Problem set:
1. Print the stretch of the Thoreau journal log from "Hale says the" through "Cape Cod, Mass.".
2. In the Thoreau journal log, what is the bare plain tract in the southwest part of Wellfleet called?
3. What is the Spanish for this sentence from the Thoreau journal log: "This I carried tied to the tip of my umbrella, dangling outside."

Page text:
Log Search Results

18 June 1856. Worcester, Mass.

Thoreau writes in his journal:

  Hale says the tiarella grows here, and showed it to me pressed; also Kalmia glauca formerly hobble-bush still, and yellow lady’s slipper near the Quarry (Journal, 8:382).
18 June 1857. Cape Cod, Mass.

Thoreau writes in his journal:

  From Traveller’s home to Small’s in Truro.

  A mizzling and rainy day with thick driving fog; a drizzling rain, or “drisk,” as one called it. I struck across into the stage-road, a quarter of a mile east, and followed that a mile or more into an extensive bare plain tract called Silver Springs, in the southwest part of Wellfleet . . .

  Stopped to drv me about ll A.M. at a house near John Newcomb’s, who they told me died last winter, ninety-five years old (or would have been now had he lived?). I had shortly before picked up a Mother-Carey’s-chicken, which was just washed up dead on the beach. This I carried tied to the tip of my umbrella, dangling outside. When the inhabitants saw me come up from the beach this stormy day, with this emblem dangling from my umbrella, and saw me set it up in a corner carefully to be out of the way of cats, they may have taken me for a crazy man . . .

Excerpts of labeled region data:

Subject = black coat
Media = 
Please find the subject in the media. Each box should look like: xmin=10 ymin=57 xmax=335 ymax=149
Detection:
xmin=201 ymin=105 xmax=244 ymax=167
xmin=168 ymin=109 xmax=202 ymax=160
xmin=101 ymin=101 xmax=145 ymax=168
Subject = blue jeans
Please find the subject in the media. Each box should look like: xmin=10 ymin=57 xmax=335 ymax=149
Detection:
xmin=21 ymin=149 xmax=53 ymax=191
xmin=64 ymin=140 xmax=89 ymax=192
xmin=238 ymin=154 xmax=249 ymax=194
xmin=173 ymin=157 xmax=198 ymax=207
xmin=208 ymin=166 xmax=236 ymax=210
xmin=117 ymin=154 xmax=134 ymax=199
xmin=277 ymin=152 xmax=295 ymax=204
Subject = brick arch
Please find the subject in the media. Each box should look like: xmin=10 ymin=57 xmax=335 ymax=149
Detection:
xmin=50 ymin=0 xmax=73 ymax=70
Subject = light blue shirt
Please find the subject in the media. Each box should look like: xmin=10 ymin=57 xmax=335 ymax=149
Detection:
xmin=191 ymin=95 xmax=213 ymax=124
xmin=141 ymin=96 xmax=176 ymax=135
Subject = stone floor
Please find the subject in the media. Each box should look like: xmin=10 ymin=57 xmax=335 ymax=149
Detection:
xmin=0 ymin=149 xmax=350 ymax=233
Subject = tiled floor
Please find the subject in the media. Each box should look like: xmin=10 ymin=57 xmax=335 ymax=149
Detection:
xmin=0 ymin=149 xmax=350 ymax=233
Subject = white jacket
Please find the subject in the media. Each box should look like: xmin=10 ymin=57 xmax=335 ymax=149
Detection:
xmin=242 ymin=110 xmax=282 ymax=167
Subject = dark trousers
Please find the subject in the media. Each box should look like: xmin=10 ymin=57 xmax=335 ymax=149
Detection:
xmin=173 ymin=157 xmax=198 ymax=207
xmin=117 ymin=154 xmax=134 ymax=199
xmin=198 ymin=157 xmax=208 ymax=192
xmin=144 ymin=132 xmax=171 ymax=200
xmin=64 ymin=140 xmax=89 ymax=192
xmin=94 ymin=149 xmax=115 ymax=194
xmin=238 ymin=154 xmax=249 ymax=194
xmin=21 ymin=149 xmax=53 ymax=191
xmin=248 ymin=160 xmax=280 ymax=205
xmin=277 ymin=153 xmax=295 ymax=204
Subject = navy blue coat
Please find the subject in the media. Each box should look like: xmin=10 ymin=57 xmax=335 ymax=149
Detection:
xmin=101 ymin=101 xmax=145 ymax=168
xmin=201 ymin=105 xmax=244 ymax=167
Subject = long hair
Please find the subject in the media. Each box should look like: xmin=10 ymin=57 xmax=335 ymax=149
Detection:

Task-by-task results:
1.
Hale says the tiarella grows here, and showed it to me pressed; also Kalmia glauca formerly hobble-bush still, and yellow lady’s slipper near the Quarry (Journal, 8:382).
18 June 1857. Cape Cod, Mass.

2. Silver Springs

3. Esto lo llevé atado a la punta de mi paraguas, colgando por fuera.